§ **Excerpted text**

----------

When I started with the foundation in 2014, my predecessor, Bud Walther, assured me that I’d soon learn giving away money isn’t as easy as it looks. My eyebrows raised and quite possibly my left eye squinted a bit, perhaps betraying that I wasn’t quite sure how that could be true.

But Bud was right. Giving away money — at least wisely — isn’t easy.

Nevertheless, the foundation staff and our 20-member board of directors, with a help from other community volunteers, do our best to prudently administer more than $11 million in assets to generate earnings that are granted for scholarships, classroom education grants, community impact grants and our fall grant cycle.

Those grants make an impact across Jackson County. Last year, for instance, fall grants were awarded in Brownstown, Crothersville, Pershing Township, Medora and Seymour.

Work on this year’s fall grant cycle is under way with a July 31 application deadline. Over the next several weeks, foundation Vice President Sue Smith and I will answer questions, review drafts and accept applications. Forms are available online at cfjacksoncounty.org.

Once the deadline passes and Sue reviews them for compliance (all applications must involve 501(c)3 organizations or governmental units), our grant committee, which consists of board members and other volunteers, will conduct site visits to investigate the requests and their need.

----------

Image point grounding data:
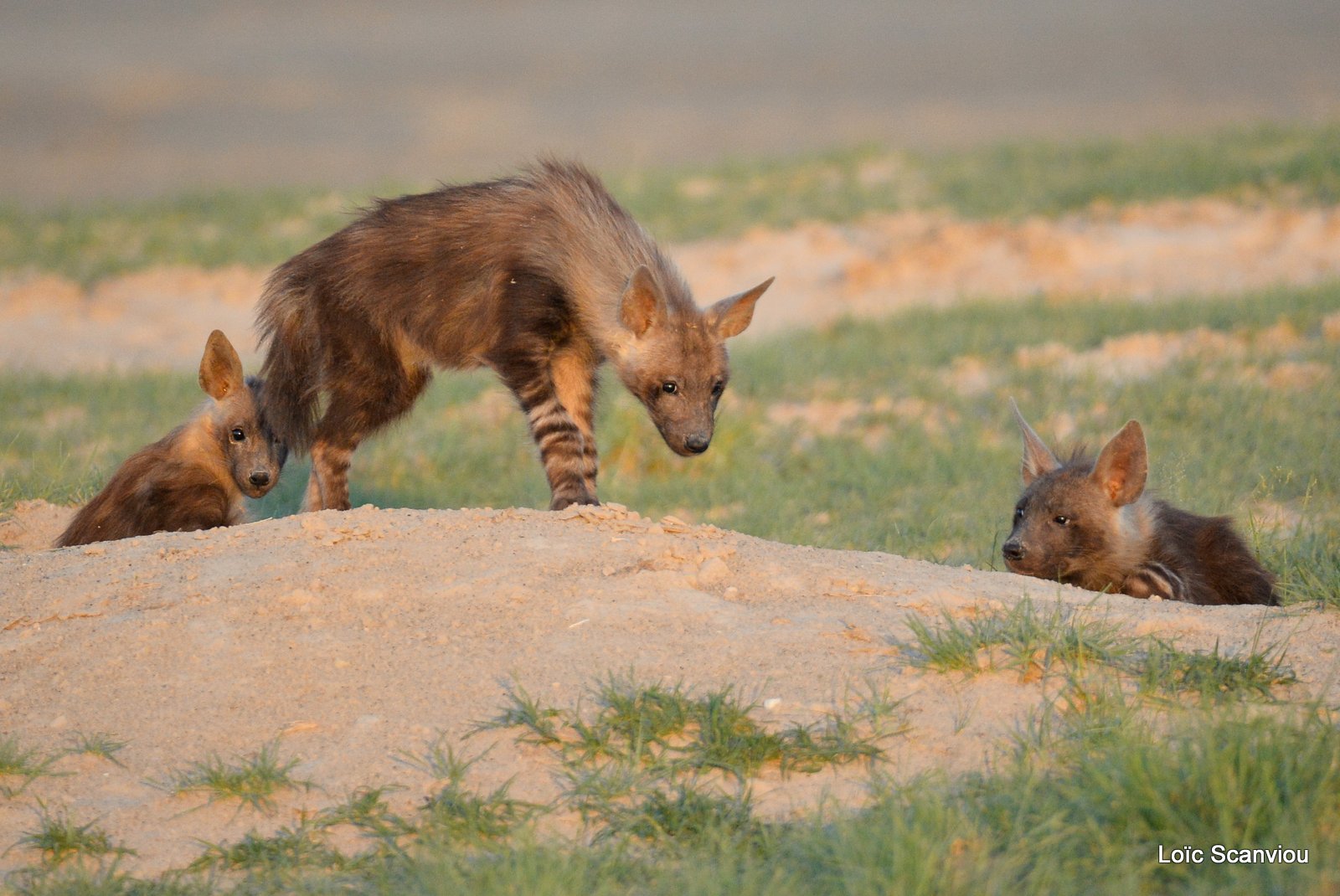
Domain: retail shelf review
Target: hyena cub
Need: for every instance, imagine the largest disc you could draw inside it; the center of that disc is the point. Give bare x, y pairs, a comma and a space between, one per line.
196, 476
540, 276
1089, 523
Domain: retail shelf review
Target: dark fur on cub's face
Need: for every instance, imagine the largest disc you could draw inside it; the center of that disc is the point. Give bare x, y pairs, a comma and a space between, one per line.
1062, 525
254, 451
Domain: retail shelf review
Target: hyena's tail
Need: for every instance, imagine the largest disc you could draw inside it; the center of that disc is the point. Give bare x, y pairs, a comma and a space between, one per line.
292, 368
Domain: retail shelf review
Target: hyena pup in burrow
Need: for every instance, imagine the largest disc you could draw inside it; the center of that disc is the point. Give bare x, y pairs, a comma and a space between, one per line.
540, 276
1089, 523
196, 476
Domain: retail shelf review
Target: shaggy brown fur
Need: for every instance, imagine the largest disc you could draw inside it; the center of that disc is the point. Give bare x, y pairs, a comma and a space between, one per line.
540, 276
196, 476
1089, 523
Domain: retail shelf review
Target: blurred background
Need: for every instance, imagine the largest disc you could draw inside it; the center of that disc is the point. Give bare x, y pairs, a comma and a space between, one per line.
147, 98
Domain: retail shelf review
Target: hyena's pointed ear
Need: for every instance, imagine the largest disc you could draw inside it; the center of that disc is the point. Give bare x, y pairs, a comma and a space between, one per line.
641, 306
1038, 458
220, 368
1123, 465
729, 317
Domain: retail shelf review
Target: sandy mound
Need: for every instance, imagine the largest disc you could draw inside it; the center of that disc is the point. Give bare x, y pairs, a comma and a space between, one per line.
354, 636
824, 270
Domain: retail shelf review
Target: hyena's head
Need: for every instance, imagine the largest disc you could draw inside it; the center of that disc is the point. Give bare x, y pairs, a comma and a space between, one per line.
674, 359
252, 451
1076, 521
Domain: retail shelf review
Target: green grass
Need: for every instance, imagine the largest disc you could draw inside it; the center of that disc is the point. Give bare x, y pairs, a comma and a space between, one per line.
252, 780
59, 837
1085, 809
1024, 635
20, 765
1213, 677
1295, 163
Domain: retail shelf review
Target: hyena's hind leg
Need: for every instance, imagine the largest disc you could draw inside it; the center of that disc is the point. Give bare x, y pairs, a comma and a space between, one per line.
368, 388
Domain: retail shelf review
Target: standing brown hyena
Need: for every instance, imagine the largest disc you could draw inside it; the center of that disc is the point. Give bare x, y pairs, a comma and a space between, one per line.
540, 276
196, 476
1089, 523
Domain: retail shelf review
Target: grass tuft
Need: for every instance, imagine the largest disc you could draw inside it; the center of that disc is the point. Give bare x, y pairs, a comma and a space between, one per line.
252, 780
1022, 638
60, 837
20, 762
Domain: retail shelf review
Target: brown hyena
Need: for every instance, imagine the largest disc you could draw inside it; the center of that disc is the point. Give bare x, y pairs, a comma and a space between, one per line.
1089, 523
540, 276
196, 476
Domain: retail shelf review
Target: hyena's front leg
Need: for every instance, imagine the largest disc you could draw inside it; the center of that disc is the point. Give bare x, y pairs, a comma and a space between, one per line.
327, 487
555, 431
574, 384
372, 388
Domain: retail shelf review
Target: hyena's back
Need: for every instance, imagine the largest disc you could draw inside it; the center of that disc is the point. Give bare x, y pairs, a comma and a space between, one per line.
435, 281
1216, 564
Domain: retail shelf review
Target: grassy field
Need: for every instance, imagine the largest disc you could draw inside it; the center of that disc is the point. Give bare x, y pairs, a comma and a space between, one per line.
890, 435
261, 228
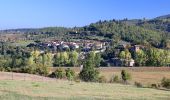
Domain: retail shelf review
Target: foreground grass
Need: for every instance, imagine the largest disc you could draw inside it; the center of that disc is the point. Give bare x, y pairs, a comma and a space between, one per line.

----------

§ **Brief**
Print the passage of the community foundation text above that begins with the words containing "But Bud was" and ends with "fall grant cycle.".

§ **Task answer**
But Bud was right. Giving away money — at least wisely — isn’t easy.

Nevertheless, the foundation staff and our 20-member board of directors, with a help from other community volunteers, do our best to prudently administer more than $11 million in assets to generate earnings that are granted for scholarships, classroom education grants, community impact grants and our fall grant cycle.